Data entries:
Begin

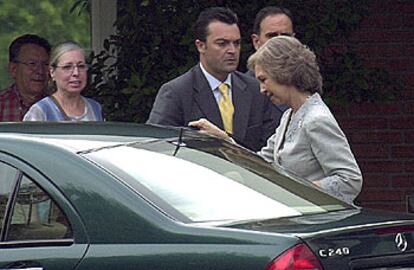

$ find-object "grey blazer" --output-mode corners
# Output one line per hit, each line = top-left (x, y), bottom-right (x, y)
(259, 93), (362, 203)
(147, 65), (277, 151)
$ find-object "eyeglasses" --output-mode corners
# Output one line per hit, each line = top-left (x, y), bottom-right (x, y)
(54, 64), (89, 73)
(15, 61), (49, 70)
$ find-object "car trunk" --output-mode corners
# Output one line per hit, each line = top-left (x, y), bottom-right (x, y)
(225, 209), (414, 270)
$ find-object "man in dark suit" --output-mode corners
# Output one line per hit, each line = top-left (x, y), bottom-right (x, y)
(147, 7), (276, 151)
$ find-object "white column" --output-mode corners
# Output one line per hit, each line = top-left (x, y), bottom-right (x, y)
(91, 0), (117, 54)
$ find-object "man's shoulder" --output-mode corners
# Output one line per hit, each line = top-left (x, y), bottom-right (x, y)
(232, 70), (259, 87)
(161, 66), (199, 89)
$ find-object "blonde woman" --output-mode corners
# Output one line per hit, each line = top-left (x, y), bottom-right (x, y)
(23, 41), (103, 121)
(189, 36), (362, 203)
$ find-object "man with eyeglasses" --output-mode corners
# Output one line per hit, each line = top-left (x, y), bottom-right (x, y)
(0, 34), (50, 122)
(246, 6), (295, 125)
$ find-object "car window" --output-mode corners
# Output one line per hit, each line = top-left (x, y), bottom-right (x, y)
(86, 140), (349, 222)
(0, 162), (18, 231)
(6, 176), (72, 241)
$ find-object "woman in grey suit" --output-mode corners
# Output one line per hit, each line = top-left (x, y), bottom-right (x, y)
(189, 36), (362, 203)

End

_EXERCISE_.
Which rows above contain the word "grey"? Show each of those rows in full.

_CORRECT RESPONSE_.
$ find-object "grey blazer" --output-mode corners
$ find-object "woman in grey suit" --output-mode corners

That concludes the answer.